Problems:
**a)** From the Santa essay below, list every U.S. state or country it names.
**b)** Answer these questions from the Santa essay below, one answer a line:
(i) In what year did the movie "The Santa Clause" come out?
(ii) What did the Santa in California hit when his ultralight aircraft had engine trouble?
(iii) What was the title of the unknown engineer's analysis?

Text excerpt:

This week I saw the movie “The Santa Clause,” starring Tim Allen, for the first time. Some may find it hard to believe that, although the movie came out almost 27 years ago in 1994, I had never seen it. I’m not sure why. I suppose I’ve been waiting for the book to come out.
The movie is centered around Tim Allen’s character, a divorced father who surprises Santa on Christmas Eve. The surprised Santa falls off the roof and is either severely injured or dead. Either way his body disappears, leaving only the suit behind. Long story short, Allen’s character does what any red-blooded divorced Dad would do after whacking Santa on Christmas Eve, he puts on his suit. That action alone makes him the new Santa Clause.
It is a feel-good romp for the entire family.
The movie completely glosses over several key areas. It fails to address Santa’s total failure to utilize proper safety strapping while traversing slippery roofs. There is no investigation into the accident, and it is unclear if the old Santa actually died or just retired on disability and moved to Florida to do stupid crap (a nod to my belief regarding the origin of the fabled “Florida Man” – but that is a story for another day). And was the event logged on an OSHA form 300, and if a death, properly reported to federal authorities? It is also unclear as to what state would have jurisdiction over the accident. The movie doesn’t overtly tell viewers where this took place, but all the license plates of the various vehicles are from Illinois. That could mean that Santa’s insurance company, whoever it is, is screwed.
No wonder the movie glossed the whole thing over. Easier to pretend it never happened.
There are other, real life incidences of danger to Santa present in the course and scope of his position. Just last week, a Santa Clause in California attempting to fly an ultralight aircraft in to surprise a group of kiddies experienced engine trouble and hit a collection of power lines. Good thing it was California. Any other state and there would have been power in those lines. That would have been quite the fireworks show for the kiddies below. As it were, he simply had to dangle there until the fire department could stop laughing long enough to cut him down.
In Australia last year a mall Santa was injured in a crush of shoppers stampeding to get free prizes that were being tossed out to the crowd. I wasn’t there, but that sounds a lot like the WKRP Thanksgiving Day Turkey Drop so competently narrated by Les Nesman many years ago.
But the true workplace dangers for Santa (beyond the psychological threat from being cooped up in a frozen wasteland with a bunch of elves 364 days a year) is the delivery of all those gifts on Christmas Eve. An unknown engineer drew up a very succinct analysis of this process, titled “Santa Clause: An Engineers Perspective” many years ago. It gives you an excellent picture of just what a challenge that night can be for the jolly old man.

Supplied records:
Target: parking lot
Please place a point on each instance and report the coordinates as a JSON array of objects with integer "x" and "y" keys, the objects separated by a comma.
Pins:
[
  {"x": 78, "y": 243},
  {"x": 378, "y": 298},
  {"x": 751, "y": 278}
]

Solutions for each task:
**a)** Florida, Illinois, California, Australia

**b)**
(i) 1994
(ii) A collection of power lines
(iii) "Santa Clause: An Engineers Perspective"